When it comes to your favorite superheroes, you can probably rattle off their names quickly. Since the early 1930s, superheroes like Superman, Batman and Iron Man have come to life in comics, the radio and eventually on the silver screen and television.
The famed Marvel Comics and DC Comics have morphed their comic book characters into movie superheros and villains that have filled our movie screens. However, there are plenty of superheroes to be found in other places!
Sometimes, all you have to do is turn on your television screen (or your computer.) What about those Renaissance named ninjas fighting crime in New York City? What about the fast crime scene investigator who lives in the fictional Central City? And who could forget about the brave teenager slaying vampires?
Superheroes are all the rage! Whether you're team Clark Kent or team Peter Parker, if you know your superheroes well enough, then this quiz should be a breeze! Just make sure you avoid any kryptonite while taking it. You don't want your superpower of deduction lowered for any reason!
The movie "Iron Man" (2008) was the film that established the Marvel Cinematic Universe and re-established Robert Downey Jr.'s career. It received two Academy Award nominations.
Hugh Jackman was not the first choice to portray Wolverine in 2000's "X-Men"; Dougray Scott was. Unfortunately for him, Scott was called back to the set of "Mission: Impossible II" for pick-up shooting for his villainous role, and couldn't be released to start shooting his mutant role. Jackman has gone on to play Wolverine nine times.
Tom Holland is actually the fourth actor to portray a live-action Spider-Man in American movies and TV. He follows Andrew Garfield (in the 2010s), Tobey Maguire (in the 2000s) and Nicholas Hammond (in the 1970s.)
Ben Affleck is the latest actor to portray a live-action Batman on screen. Previous Batmen include Christian Bale, George Clooney, Val Kilmer, Michael Keaton, Adam West, Robert Lowery and Lewis Wilson. David Mazouz plays Bruce Wayne in the TV series, "Gotham," but, as he has yet to become Batman, he is not included in this list.
2006's "Superman Returns" takes place in the Christopher Reeve continuity, established in "Superman" (1978) and followed up in "Superman II" (1980,) but not the other two films in that series: "Superman III" (1983) and "Superman IV: The Quest for Peace" (1987.)

§ Extracted data:
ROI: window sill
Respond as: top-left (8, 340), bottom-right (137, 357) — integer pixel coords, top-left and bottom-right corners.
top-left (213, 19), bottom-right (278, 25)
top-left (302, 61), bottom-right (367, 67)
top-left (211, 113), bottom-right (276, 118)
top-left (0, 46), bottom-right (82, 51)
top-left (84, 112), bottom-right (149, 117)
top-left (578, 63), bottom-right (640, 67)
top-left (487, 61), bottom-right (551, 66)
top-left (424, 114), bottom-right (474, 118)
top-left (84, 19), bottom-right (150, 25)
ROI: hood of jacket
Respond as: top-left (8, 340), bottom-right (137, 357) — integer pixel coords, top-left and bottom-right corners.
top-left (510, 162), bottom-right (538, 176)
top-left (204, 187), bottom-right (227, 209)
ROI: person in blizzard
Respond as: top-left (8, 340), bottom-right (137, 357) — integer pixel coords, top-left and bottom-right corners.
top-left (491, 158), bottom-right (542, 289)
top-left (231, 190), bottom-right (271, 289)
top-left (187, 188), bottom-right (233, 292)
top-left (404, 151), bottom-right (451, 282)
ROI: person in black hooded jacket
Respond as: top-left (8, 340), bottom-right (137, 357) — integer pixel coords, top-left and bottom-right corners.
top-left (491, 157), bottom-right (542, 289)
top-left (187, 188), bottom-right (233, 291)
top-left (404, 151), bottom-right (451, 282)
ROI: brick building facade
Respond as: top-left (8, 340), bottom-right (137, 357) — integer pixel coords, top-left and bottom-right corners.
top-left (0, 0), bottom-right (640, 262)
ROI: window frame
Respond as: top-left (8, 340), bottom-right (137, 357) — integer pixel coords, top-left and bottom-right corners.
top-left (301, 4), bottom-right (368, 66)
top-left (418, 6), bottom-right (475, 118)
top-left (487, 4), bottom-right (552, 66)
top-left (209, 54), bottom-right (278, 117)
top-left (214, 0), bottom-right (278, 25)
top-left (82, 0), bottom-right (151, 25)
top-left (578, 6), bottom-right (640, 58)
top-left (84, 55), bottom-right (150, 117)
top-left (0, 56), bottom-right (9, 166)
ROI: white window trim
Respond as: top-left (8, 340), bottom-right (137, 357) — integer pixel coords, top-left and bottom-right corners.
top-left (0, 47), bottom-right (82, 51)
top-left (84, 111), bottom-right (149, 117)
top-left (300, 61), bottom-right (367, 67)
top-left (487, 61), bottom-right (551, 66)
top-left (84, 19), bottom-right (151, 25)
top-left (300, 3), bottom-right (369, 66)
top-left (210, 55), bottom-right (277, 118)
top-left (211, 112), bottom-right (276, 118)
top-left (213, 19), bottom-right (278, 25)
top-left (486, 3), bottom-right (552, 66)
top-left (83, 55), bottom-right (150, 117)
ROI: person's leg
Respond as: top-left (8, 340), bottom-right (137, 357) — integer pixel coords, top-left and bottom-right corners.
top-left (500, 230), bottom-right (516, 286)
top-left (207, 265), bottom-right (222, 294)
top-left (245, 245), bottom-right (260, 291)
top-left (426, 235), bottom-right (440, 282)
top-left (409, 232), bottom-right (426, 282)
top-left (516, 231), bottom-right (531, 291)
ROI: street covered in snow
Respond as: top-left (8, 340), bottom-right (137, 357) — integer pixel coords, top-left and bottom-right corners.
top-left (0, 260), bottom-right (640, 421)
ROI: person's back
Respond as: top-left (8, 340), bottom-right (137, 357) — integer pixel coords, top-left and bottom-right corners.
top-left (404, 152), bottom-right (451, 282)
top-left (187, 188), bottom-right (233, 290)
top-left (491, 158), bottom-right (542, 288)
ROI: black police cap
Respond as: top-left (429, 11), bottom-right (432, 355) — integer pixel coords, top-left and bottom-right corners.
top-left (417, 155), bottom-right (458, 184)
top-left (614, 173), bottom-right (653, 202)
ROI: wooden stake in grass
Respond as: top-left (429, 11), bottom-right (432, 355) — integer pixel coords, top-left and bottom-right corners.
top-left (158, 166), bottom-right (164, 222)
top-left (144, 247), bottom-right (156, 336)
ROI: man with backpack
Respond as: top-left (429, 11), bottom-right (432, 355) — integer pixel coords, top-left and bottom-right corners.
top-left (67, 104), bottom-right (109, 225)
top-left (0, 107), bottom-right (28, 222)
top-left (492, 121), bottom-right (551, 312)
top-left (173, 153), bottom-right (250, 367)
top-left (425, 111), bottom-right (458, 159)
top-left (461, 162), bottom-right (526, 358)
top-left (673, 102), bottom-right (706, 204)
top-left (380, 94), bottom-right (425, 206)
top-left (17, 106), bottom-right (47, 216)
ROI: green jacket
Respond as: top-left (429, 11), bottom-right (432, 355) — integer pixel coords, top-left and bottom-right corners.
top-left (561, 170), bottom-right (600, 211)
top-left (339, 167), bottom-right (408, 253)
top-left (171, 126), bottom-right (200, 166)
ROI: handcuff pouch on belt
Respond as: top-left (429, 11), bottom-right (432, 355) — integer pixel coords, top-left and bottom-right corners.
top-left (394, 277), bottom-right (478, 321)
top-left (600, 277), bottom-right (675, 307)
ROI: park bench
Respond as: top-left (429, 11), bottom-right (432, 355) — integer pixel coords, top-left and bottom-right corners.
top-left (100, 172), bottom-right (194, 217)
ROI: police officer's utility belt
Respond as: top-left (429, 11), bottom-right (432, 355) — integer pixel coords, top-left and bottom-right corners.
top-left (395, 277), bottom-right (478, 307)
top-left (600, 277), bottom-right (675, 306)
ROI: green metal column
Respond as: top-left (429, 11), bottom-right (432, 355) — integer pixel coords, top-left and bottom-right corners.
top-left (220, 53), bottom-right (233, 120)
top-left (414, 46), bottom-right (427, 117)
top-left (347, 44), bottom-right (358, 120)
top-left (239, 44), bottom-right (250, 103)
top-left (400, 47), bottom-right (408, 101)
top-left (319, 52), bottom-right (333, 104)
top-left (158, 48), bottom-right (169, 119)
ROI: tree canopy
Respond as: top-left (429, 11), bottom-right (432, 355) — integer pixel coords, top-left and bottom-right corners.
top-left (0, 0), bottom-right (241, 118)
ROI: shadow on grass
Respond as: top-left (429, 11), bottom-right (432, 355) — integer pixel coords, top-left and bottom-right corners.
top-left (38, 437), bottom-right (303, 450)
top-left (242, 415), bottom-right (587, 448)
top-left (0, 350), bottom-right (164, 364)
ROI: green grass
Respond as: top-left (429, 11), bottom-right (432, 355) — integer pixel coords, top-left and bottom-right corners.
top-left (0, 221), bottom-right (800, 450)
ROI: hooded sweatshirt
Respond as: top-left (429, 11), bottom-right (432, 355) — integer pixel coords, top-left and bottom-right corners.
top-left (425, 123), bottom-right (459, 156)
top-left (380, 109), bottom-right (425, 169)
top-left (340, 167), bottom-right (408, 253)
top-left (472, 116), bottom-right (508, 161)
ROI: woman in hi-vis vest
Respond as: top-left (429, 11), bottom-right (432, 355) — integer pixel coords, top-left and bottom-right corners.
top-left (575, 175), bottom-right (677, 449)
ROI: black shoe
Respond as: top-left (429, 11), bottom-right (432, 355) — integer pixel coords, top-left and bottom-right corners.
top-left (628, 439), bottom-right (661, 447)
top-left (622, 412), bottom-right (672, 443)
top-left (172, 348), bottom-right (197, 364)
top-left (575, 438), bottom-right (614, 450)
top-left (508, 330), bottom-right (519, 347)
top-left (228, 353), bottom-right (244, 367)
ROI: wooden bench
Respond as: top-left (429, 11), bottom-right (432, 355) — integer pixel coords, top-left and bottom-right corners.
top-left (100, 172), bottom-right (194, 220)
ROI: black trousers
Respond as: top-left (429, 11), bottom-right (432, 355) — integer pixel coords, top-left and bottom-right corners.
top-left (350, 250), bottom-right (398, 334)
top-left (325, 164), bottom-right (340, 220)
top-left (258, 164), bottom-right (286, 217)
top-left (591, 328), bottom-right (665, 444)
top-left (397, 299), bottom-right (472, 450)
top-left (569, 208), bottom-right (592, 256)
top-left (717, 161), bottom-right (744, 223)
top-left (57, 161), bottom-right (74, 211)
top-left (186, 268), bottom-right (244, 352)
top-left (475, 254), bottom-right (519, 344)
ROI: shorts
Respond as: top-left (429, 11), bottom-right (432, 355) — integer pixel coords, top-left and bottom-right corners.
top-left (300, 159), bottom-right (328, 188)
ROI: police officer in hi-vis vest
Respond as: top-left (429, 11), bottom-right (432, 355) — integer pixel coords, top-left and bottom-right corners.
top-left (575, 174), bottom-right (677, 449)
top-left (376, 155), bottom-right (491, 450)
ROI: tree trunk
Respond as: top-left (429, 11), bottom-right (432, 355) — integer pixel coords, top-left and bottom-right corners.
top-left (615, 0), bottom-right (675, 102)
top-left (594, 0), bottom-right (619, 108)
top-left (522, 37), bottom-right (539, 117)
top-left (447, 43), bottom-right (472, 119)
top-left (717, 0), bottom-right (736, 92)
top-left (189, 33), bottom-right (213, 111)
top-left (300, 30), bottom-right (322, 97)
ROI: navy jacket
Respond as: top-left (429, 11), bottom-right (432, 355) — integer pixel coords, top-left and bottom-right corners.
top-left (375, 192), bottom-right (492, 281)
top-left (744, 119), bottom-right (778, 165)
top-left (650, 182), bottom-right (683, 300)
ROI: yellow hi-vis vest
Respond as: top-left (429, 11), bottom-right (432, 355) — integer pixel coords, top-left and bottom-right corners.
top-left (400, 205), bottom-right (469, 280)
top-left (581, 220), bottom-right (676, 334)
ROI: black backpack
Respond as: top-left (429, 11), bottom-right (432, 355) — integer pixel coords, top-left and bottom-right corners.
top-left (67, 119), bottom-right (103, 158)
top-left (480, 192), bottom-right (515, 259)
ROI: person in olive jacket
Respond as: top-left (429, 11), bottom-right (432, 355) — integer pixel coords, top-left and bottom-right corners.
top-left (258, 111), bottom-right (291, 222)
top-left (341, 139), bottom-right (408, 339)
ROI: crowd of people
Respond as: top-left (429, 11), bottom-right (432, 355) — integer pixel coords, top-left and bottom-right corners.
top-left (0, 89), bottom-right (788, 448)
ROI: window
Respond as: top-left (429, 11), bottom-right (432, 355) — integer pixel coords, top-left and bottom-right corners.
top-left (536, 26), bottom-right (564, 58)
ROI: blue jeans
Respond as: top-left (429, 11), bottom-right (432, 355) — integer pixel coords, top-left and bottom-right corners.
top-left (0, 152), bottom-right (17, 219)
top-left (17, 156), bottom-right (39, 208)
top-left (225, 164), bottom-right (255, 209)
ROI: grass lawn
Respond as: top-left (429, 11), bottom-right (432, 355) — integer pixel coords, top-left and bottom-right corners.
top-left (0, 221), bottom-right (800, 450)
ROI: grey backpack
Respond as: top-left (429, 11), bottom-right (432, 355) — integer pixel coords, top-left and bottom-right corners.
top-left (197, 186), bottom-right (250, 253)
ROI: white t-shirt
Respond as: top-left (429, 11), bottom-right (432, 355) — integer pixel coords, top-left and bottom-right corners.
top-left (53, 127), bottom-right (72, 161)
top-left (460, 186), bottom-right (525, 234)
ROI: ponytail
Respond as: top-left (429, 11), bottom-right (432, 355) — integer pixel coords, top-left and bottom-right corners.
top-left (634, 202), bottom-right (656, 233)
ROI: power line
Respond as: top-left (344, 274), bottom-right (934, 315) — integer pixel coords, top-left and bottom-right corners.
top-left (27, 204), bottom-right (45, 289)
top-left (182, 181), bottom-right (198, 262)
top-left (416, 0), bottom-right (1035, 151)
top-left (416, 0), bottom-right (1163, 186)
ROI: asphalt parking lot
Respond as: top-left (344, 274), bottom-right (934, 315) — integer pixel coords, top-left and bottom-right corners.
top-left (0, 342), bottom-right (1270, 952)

§ Work request: Can you write what comes next in the superhero trivia text, starting right after its last sentence? The material has nothing to do with the superhero trivia text.

§ Result:
The Hulk has changed a lot over the years. In the comics, the Hulk has been both gray and green, and both sunset and anger (in turn) have made Bruce Banner become the Hulk. Finally, he has been depicted as being not particularly smart and very eloquent, depending on the particular comic.
Black Panther, Marvel's first black superhero to get his own comic (back in 1976) is currently starring in a comic series written by African American novelist, Ta-Nehisi Coates.
"The Flash" moniker was originally held by Jay Garrick during the Golden Age of comics. During the Silver Age, The Flash was revamped and became Barry Allen, who was followed by Wally West and then Bart Allen in the Modern Age. Currently, Barry Allen has resumed the lightning mantle.
The spread of cancer for "Deadpool" was originally halted by an infusion from Wolverine during their Project X days. Deadpool first appeared in the early 90s.
Originally, disabled doctor, Donald Blake, found a staff in a Norwegian cave that allowed him to turn into Asgardian Thor. This was retconned later so that Donald Blake was a fake identity that Thor's father, Odin, transformed Thor into to teach him a lesson in humility.
After meeting Wolverine's ninja friend, the care-free Yukio, Storm started wearing leather and sporting a mohawk. The character first appeared in 1975.
Season two of Marvel's "Daredevil" is based on the antipathy that Daredevil (who beats up the bad guys but doesn't kill them) and the Punisher (who kills the bad guys) feel for each other in the comics.
There have been several Earthlings to bear the name Green Lantern, including Alan Scott, Hal Jordan, John Stewart, Guy Gardiner and Kyle Rayner. The character was created in 1940.
Charles Xavier, aka Professor X, has an out-of-wedlock child named David, who has multiple-personality disorder, which is not a great thing to have when you're a powerful psionic mutant.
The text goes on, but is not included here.